* [TRECHO DE ORIGEM]:
---------------

2. Em resposta (Ofício n. 00448/2023/COREPAMNS/PRU4R/PGU/AGU (37070535), a Procuradoria da União informou que, previamente à análise quanto ao cabimento de eventual medida judicial, seria necessário avaliar o fato de que foi celebrado um "contrato de cessão sob o regime de aforamento de terrenos de marinha e interiores existentes na denominada Ilha do Mel", entre a União/SPU e o Estado do Paraná, devendo ser avaliado os efeitos do citado negócio jurídico no caso, "inclusive quanto à sua vigência e ao descumprimento dos seus termos, bem como a possibilidade de notificação administrativa do Estado".
 
3. Ocorre que, ainda que o Estado do Paraná tenha descumprido de forma contumaz os termos do contrato de cessão, a SPU/PR se vê imersa num grande imbróglio, haja vista que não possui condições de promover a regularização fundiária e a fiscalização adequada de um imóvel de grandes dimensões e com tipologias de ocupação por vezes conflitantes. Também não houve sinalização por parte do município de Paranaguá, indicando interesse em promover a gestão da área com recursos próprios.
 
4. No intuito de viabilizar uma gestão compartilhada e encontrar, principalmente, meios de combater a especulação imobiliária e a degradação de áreas preservação, o MP/PR e o MPF instituíram grupo de trabalho específico para a Ilha do Mel. Em reunião do grupo, realizada em 12/07/2023, cuja memória segue em anexo (36684832), restou confirmada a dissonância entre a SPU e o Estado do Paraná, a respeito da validade das leis n° 16.037/2009 e n° 20.244/2020, que dispõem que a Ilha do Mel constitui região de especial interesse ambiental e turístico do Estado do Paraná, dentre outras providências.
 
5. Conforme exaustivas manifestações da SPU/PR, não houve a participação nem anuência da União em relação às referidas normas, tampouco participação das comunidades afetadas por tal regramento, gerando questionamentos quanto à ausência de isonomia entre as ocupações. 
 
6. Há também incompatibilidade com as diretrizes da legislação patrimonial e extrapolação dos limites de atuação. Enquanto o instrumento de destinação do imóvel (em fase de revisão) objetivava precipuamente a preservação da Ilha do Mel, mantendo os cadastros pré-existentes sob a gestão da SPU/PR, e repassando ao Estado a competência para regularizar os imóveis ainda não cadastrados, houve um desvirtuamento da atuação, sem qualquer transparência em relação às concessões de uso e licenças ambientais concedidas.
 
7. Embora tenhamos reafirmado ao longo dos anos que o único regramento, efetivamente aprovado pela SPU/PR para a Ilha do Mel, seja o Plano de Uso de 1.985, na via administrativa o Estado do Paraná sinalizou que não cogita a revogação da Lei n° 16.037/2009 e da Lei n° 20.244/2020.
 
8. Considerando a necessidade de se respeitar acordos institucionais, orientados à preservação dos remanescentes de vegetação do Estado e à garantia ao direto de moradia às populações tradicionais, coibindo a especulação imobiliária, propomos a realização de consulta à CJU, no sentido de informar sobre a possibilidade de invalidar ou suspender a eficácia das leis estaduais mencionadas acima, a fim de que as instituições envolvidas na causa possam elaborar um novo normativo de forma participativa.

---------------

* [REGISTROS EXIBIDOS]:
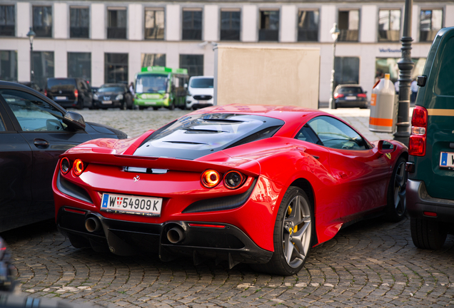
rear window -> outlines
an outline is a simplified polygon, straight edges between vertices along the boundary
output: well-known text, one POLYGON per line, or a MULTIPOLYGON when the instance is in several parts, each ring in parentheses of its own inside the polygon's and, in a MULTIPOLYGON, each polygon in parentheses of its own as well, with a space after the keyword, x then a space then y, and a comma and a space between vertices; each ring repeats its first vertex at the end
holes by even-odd
POLYGON ((343 87, 343 88, 339 88, 338 89, 338 93, 343 93, 343 94, 350 93, 363 93, 363 90, 361 90, 361 88, 359 87, 343 87))
POLYGON ((191 81, 192 88, 213 88, 213 78, 194 78, 191 81))
POLYGON ((226 148, 273 136, 279 119, 234 113, 186 115, 160 128, 134 155, 193 160, 226 148))
POLYGON ((52 89, 58 88, 76 88, 76 79, 48 79, 47 88, 52 89))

---------------

* [REQUISITOS DO EXERCÍCIO]: Redigite, sem nenhuma alteração, a parte do trecho sobre a Ilha do Mel que começa nas palavras que contêm "7. Embora tenhamos" e termina em "de forma participativa.". Baseie-se somente no trecho sobre a Ilha do Mel.

* [RESPOSTA DA TAREFA]:
7. Embora tenhamos reafirmado ao longo dos anos que o único regramento, efetivamente aprovado pela SPU/PR para a Ilha do Mel, seja o Plano de Uso de 1.985, na via administrativa o Estado do Paraná sinalizou que não cogita a revogação da Lei n° 16.037/2009 e da Lei n° 20.244/2020.
 
8. Considerando a necessidade de se respeitar acordos institucionais, orientados à preservação dos remanescentes de vegetação do Estado e à garantia ao direto de moradia às populações tradicionais, coibindo a especulação imobiliária, propomos a realização de consulta à CJU, no sentido de informar sobre a possibilidade de invalidar ou suspender a eficácia das leis estaduais mencionadas acima, a fim de que as instituições envolvidas na causa possam elaborar um novo normativo de forma participativa.